In the entries below, find the lines that contain the word "image" and copy them.

Recorded information
■ ■ ■ ■ ■ ■ ■

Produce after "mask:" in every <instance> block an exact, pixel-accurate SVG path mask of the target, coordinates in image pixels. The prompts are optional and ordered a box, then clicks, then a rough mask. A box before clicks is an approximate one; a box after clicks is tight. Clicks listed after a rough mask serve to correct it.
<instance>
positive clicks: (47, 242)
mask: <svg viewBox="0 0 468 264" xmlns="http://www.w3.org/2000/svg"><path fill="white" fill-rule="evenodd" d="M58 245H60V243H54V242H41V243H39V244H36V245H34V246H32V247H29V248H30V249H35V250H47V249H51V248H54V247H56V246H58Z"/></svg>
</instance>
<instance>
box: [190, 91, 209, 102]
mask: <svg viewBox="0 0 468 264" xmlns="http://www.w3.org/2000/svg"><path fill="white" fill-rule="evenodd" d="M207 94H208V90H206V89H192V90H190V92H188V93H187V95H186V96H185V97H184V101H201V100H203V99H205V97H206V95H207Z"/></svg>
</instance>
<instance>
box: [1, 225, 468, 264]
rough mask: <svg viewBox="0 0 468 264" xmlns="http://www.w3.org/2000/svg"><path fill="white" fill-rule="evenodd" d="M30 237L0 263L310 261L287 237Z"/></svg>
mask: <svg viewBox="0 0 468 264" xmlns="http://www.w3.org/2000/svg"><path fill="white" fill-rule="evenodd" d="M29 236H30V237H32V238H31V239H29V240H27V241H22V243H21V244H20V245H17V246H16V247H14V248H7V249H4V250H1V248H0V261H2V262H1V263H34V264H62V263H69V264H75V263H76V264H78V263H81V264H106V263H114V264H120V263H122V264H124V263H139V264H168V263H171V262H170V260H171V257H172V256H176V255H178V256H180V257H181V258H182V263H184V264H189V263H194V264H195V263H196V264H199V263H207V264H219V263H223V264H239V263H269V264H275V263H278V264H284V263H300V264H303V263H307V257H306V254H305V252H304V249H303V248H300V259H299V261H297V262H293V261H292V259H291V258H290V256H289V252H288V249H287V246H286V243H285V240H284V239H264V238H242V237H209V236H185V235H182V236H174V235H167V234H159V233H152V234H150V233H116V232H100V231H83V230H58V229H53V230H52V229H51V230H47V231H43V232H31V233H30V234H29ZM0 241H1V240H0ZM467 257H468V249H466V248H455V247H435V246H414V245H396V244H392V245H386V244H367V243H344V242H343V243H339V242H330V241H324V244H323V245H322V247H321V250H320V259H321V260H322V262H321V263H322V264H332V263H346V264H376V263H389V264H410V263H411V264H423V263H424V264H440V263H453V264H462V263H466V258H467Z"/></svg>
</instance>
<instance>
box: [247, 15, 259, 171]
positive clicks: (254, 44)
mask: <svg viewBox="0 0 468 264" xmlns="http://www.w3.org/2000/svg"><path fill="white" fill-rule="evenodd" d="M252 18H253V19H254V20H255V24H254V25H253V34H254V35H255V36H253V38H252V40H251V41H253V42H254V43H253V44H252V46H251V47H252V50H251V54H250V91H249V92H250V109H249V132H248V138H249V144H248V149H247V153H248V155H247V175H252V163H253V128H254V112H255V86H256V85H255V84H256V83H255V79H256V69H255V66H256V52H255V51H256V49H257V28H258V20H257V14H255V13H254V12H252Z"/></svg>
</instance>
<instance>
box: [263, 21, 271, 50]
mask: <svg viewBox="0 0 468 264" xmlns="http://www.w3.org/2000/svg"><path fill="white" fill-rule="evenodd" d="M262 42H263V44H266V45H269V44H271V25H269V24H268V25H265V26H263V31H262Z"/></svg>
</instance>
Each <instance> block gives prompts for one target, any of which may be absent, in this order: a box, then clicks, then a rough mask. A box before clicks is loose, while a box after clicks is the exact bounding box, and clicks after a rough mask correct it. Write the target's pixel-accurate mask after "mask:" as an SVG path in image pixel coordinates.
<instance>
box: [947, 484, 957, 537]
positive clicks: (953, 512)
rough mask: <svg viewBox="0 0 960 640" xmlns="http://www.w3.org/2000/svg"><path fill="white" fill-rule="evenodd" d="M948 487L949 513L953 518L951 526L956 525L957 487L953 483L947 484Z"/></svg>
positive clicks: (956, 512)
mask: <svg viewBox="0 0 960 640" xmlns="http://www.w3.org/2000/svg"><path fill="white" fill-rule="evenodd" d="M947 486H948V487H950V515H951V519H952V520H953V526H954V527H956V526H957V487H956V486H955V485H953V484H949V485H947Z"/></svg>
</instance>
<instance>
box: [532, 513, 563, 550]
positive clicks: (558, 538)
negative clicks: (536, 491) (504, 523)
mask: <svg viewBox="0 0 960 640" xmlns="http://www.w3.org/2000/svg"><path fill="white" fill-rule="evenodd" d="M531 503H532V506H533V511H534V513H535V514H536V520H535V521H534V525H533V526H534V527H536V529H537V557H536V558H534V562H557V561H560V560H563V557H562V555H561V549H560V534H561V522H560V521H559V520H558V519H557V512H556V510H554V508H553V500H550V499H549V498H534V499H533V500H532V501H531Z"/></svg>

■ ■ ■ ■ ■ ■ ■

Result below
Produce after "mask:" in every <instance> block an exact, pixel-accurate SVG path mask of the target, coordinates in image pixels. The prompts are optional and ordered a box, then clicks, then a rough mask. A box before clicks is an approximate one; a box after clicks is tight. Clicks listed after a rough mask serve to correct it.
Each <instance> block gives prompts for one target, any of which may be absent, in this order: a box, then clicks, then a rough mask. A box before clicks is loose, while a box after clicks is the exact bounding box, and clicks after a rough mask correct it. Write the target's pixel-accurate mask after "mask:" as an SVG path in image pixel coordinates.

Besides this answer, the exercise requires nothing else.